(WHAT THE TASK ASKS)
Scan the listing for the word "gray", and copy out each line where it is found.

(PROVIDED MATERIAL)
▬▬▬▬▬▬▬▬▬▬
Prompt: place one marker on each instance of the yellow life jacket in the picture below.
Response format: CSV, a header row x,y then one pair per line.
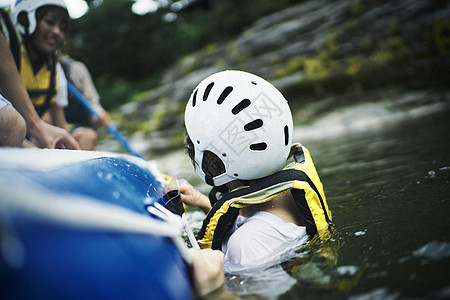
x,y
42,85
300,177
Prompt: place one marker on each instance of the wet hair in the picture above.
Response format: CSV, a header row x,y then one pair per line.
x,y
212,165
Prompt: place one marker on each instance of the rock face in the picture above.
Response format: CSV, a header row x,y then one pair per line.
x,y
338,50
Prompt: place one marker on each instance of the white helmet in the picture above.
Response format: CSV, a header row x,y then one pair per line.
x,y
30,7
243,121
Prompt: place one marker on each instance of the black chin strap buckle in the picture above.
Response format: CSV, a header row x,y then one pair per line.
x,y
173,202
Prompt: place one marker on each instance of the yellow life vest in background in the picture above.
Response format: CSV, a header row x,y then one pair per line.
x,y
300,177
41,86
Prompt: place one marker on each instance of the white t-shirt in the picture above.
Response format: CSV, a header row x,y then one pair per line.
x,y
259,239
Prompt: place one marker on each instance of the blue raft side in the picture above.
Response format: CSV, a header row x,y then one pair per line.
x,y
64,262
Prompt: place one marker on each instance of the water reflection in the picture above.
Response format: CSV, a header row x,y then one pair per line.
x,y
393,186
389,195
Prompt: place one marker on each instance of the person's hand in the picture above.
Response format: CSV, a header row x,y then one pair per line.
x,y
207,269
189,195
45,135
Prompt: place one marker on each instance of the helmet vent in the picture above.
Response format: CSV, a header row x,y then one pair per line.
x,y
286,135
212,165
194,98
253,125
224,94
258,147
240,106
207,91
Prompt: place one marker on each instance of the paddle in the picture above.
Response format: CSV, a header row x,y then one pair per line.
x,y
111,129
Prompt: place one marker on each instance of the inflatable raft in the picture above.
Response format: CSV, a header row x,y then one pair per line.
x,y
75,225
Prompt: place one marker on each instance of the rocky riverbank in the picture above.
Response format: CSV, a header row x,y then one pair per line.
x,y
337,62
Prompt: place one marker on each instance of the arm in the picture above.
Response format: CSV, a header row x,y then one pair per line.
x,y
57,116
189,194
43,134
207,270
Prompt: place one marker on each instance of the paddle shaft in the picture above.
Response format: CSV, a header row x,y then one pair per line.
x,y
111,128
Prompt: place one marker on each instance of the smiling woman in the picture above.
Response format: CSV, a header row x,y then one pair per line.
x,y
77,8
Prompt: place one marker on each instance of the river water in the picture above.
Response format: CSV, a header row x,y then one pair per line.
x,y
389,192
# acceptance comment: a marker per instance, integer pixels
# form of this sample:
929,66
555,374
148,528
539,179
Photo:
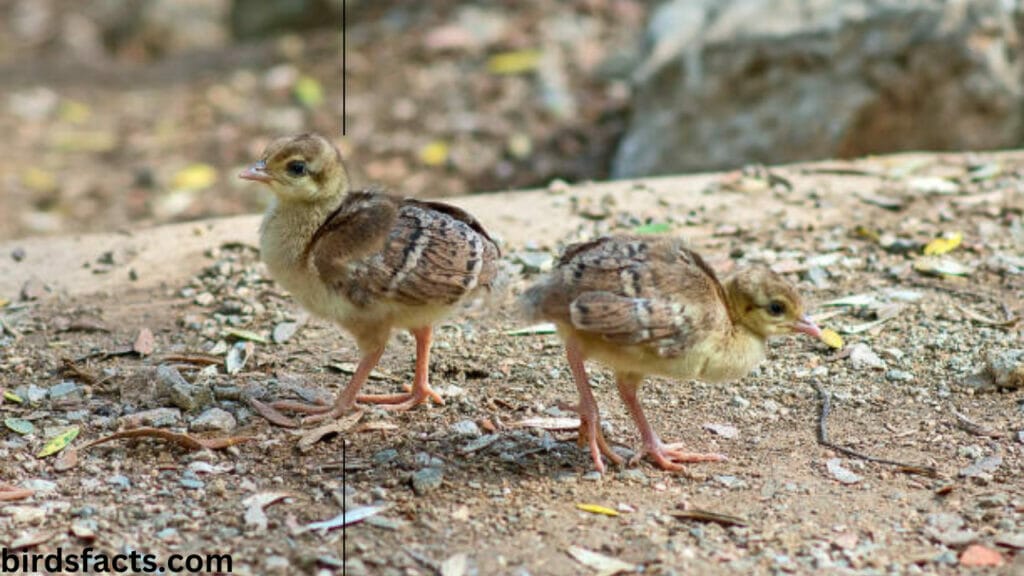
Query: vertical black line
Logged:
344,68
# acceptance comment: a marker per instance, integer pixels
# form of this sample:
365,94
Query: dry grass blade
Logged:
823,441
183,440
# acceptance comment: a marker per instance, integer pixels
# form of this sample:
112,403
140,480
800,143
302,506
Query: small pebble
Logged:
899,376
214,419
466,427
427,480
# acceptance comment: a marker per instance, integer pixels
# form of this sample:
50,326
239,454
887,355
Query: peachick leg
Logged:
666,456
345,400
590,418
421,391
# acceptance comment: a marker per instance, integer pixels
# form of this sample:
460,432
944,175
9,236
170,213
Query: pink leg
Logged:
590,418
666,456
345,400
421,391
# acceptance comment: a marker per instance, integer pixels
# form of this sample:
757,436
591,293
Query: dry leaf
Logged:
514,63
944,244
349,517
549,423
832,338
336,426
605,565
254,504
598,509
144,342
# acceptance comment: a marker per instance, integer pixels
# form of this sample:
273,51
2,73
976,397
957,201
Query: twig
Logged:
823,441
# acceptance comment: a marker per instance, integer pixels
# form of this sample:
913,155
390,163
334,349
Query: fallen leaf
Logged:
605,565
943,244
195,177
598,509
516,62
976,554
349,517
144,342
58,443
310,438
832,338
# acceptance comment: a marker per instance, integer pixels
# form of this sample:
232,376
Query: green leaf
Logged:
308,91
653,228
58,443
19,425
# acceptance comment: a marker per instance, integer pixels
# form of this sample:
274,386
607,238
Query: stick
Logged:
823,441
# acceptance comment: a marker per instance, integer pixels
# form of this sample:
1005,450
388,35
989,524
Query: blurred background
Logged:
121,113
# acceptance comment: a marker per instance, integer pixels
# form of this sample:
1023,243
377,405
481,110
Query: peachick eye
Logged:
296,168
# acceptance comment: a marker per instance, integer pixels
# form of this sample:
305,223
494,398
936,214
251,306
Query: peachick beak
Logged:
807,326
256,172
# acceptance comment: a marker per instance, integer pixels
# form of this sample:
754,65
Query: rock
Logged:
185,396
728,82
214,419
427,480
40,486
1003,370
385,456
862,357
65,388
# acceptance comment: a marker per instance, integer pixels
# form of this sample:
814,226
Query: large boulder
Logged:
728,82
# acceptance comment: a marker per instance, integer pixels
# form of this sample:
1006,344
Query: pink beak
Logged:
256,172
807,326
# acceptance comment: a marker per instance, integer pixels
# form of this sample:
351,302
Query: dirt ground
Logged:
471,487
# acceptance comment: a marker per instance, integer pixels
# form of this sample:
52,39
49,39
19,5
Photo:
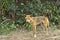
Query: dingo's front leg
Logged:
34,31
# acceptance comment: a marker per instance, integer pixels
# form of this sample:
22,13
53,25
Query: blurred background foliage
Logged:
12,12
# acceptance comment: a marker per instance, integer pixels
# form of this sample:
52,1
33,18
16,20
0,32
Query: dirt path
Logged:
25,35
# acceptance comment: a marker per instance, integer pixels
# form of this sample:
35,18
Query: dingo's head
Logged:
28,18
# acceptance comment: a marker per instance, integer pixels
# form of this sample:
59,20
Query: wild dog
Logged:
37,20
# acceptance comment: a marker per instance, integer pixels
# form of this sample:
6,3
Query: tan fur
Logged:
37,20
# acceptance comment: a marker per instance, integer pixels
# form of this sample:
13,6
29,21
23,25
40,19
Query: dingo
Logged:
37,20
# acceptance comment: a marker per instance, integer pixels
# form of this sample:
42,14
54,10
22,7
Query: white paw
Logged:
35,36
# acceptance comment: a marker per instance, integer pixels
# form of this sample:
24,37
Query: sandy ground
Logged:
27,35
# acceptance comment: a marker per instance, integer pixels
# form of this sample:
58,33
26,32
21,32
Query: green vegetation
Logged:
12,12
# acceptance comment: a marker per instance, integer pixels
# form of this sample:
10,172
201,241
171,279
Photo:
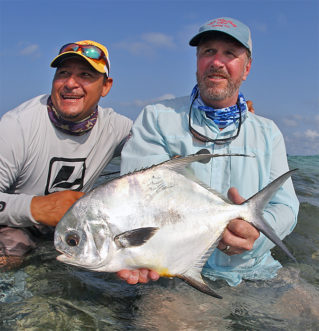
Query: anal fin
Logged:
195,280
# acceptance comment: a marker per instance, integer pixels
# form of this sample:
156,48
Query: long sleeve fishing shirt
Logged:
38,159
161,132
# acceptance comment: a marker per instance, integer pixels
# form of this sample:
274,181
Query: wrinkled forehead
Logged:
213,36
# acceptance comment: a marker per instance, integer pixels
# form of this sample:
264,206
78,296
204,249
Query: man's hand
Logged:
138,275
49,209
239,236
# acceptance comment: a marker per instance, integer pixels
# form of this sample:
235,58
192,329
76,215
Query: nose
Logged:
218,61
71,82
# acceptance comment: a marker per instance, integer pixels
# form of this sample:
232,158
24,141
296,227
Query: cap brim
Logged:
196,39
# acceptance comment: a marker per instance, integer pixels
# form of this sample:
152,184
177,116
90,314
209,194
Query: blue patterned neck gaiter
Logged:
73,128
222,117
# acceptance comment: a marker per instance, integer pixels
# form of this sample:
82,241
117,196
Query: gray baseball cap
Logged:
230,26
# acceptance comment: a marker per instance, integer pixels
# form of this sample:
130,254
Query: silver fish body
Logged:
160,218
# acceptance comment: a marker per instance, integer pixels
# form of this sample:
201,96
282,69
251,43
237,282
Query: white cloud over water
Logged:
29,50
147,43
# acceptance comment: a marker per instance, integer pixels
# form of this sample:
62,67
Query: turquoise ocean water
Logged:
44,294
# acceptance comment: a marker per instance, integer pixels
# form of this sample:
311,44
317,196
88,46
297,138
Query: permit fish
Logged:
161,218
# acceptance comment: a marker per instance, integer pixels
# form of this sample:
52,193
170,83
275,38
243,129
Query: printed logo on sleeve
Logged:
65,174
2,205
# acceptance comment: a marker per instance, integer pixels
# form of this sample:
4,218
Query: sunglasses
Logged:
90,51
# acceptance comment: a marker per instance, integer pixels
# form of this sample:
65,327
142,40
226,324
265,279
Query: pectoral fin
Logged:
194,278
136,237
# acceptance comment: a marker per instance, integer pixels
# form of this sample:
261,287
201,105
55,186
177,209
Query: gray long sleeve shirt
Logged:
38,159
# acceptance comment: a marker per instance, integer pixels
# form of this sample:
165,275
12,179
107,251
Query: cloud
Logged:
312,134
142,103
30,49
158,40
147,43
290,122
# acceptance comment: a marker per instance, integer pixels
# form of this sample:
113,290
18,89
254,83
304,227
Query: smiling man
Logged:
54,147
217,119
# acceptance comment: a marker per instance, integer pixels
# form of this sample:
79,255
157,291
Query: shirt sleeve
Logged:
14,208
146,145
282,211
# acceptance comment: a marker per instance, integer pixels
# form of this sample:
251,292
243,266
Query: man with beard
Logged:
216,119
54,147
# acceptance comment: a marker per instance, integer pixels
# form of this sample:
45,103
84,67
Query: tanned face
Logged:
77,89
222,65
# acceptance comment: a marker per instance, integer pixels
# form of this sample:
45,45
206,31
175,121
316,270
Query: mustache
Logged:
219,72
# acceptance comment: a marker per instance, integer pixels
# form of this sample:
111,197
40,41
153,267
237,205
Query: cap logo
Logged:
222,23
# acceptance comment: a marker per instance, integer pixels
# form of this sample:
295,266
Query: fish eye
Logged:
72,239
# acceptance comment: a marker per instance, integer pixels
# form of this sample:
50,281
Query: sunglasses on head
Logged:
90,51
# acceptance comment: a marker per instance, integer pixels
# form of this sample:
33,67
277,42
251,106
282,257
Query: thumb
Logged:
234,196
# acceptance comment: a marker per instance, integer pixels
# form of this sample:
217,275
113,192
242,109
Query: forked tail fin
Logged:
257,204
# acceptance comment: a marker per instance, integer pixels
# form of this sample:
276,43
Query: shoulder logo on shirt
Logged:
65,174
2,205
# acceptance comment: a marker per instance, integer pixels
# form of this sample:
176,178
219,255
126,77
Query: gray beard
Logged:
211,93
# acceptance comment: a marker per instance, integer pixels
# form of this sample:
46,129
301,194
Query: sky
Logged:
151,59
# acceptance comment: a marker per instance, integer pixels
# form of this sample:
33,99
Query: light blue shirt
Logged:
161,132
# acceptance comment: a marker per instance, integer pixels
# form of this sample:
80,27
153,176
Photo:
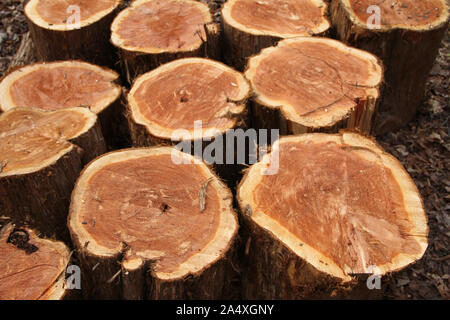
▬▬▬▬▬▬▬▬▬▬
(RESPONSE AREA)
Query: gray baseball cap
Query: gray long sleeve shirt
Query: gray beard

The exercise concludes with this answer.